■ **EXERCISE**: Put every line of the records below into a JSON list of strings, one string per line, and leave out any blank lines.

····················

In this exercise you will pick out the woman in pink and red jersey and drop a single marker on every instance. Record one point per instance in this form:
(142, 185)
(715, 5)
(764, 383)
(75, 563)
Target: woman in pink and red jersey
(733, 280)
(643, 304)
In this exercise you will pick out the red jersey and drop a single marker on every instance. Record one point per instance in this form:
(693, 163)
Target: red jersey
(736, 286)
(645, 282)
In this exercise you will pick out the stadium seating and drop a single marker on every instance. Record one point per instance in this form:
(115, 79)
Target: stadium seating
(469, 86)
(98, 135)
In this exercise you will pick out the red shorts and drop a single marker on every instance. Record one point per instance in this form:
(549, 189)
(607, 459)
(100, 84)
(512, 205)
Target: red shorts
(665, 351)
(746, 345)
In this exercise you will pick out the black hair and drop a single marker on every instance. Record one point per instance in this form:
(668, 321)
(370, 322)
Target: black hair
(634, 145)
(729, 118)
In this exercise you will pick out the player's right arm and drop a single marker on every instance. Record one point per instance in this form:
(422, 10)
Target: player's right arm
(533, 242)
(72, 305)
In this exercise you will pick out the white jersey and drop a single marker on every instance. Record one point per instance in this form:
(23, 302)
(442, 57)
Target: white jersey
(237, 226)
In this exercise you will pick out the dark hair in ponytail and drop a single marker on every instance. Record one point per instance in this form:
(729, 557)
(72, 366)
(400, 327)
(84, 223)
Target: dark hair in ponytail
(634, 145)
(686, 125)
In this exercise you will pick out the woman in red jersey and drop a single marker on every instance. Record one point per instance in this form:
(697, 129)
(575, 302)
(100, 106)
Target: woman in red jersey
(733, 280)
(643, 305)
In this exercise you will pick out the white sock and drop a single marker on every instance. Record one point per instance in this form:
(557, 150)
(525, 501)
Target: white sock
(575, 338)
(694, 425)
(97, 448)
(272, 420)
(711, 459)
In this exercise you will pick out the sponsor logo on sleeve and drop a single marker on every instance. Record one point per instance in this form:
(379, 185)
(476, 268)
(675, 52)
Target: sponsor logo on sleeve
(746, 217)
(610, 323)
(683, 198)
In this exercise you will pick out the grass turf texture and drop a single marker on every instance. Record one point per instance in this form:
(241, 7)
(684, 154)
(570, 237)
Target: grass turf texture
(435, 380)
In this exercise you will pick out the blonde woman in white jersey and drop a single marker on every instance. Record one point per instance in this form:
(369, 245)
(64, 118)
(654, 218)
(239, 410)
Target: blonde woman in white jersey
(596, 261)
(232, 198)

····················

■ **REPLY TO THE EXERCISE**:
[
  "In this exercise you will pick out the woman in pink and red jersey and drop a single marker on every instance. Record one point per instance in this form:",
  "(142, 185)",
  "(715, 5)",
  "(764, 383)",
  "(75, 563)",
  "Target: woman in pink and red jersey",
  "(733, 280)",
  "(643, 304)",
  "In this exercise you will pick out the red jersey and drop a single marker on every instance. Record one point per instance in this form:",
  "(693, 163)",
  "Target: red jersey",
  "(736, 286)",
  "(645, 282)",
  "In this exercise you will pick out the stadium seating and drop a single marker on every instance. Record one point per instance in this form:",
  "(115, 79)",
  "Target: stadium seating",
  "(469, 86)",
  "(98, 135)",
  "In this exercise you will pick out the red shorts and drop a single marker on every instance. Record one point per instance in this form:",
  "(549, 189)",
  "(607, 459)",
  "(100, 84)",
  "(512, 205)",
  "Target: red shorts",
  "(665, 351)",
  "(746, 345)",
  "In this exercise you will pick out the black hair and drop a single marker on every instance. Record one point per instance in this form:",
  "(668, 321)",
  "(370, 322)",
  "Target: black hair",
  "(634, 145)",
  "(729, 118)",
  "In this exercise you will pick out the player's right arm and drop a single marker on every instance. Record one point per instance in this form:",
  "(422, 10)",
  "Target: player's right arm",
  "(533, 242)",
  "(72, 305)",
  "In this exercise you will pick out the white jersey and drop a single marker on every instance. Record one point per instance in this form:",
  "(23, 302)",
  "(442, 57)",
  "Target: white jersey",
  "(237, 226)",
  "In this exercise you will pick out the dark hair in ponytail and drop a single marker on every instance. Record one point per instance in this form:",
  "(729, 557)",
  "(72, 366)",
  "(400, 327)",
  "(84, 223)",
  "Target: dark hair in ponytail",
  "(634, 145)",
  "(686, 125)",
  "In this exercise you will pick out the woman in red jersey and drop a single marker on every instance. Record one point per instance in this form:",
  "(697, 129)",
  "(575, 302)",
  "(100, 106)",
  "Target: woman in red jersey",
  "(733, 280)",
  "(643, 305)",
  "In this exercise you will pick out the white sock and drop a single marker on every instance. Record one point per instance in this form:",
  "(557, 150)",
  "(525, 501)",
  "Target: white sock",
  "(575, 338)",
  "(694, 425)",
  "(97, 448)",
  "(272, 420)",
  "(711, 459)",
  "In this exercise you will pick out the sponsor logo on sleeve and drop a single marker on every instance. Record one point per instance in this form:",
  "(379, 185)",
  "(476, 268)",
  "(675, 52)",
  "Target: sponsor logo on sleeve",
  "(746, 217)",
  "(610, 323)",
  "(683, 198)",
  "In this exercise you will pick out the grass turf texture and drop a single marker on every instance. Record one point per instance in this form:",
  "(241, 7)",
  "(684, 154)",
  "(570, 237)",
  "Target: grass turf texture",
  "(435, 380)",
  "In this exercise you will pick out the blonde woman in white jersey and drop a single marker on every instance. Record one point per instance in this form:",
  "(369, 245)",
  "(64, 118)",
  "(654, 218)",
  "(239, 410)",
  "Target: blonde woman in white jersey",
  "(596, 261)",
  "(232, 198)"
]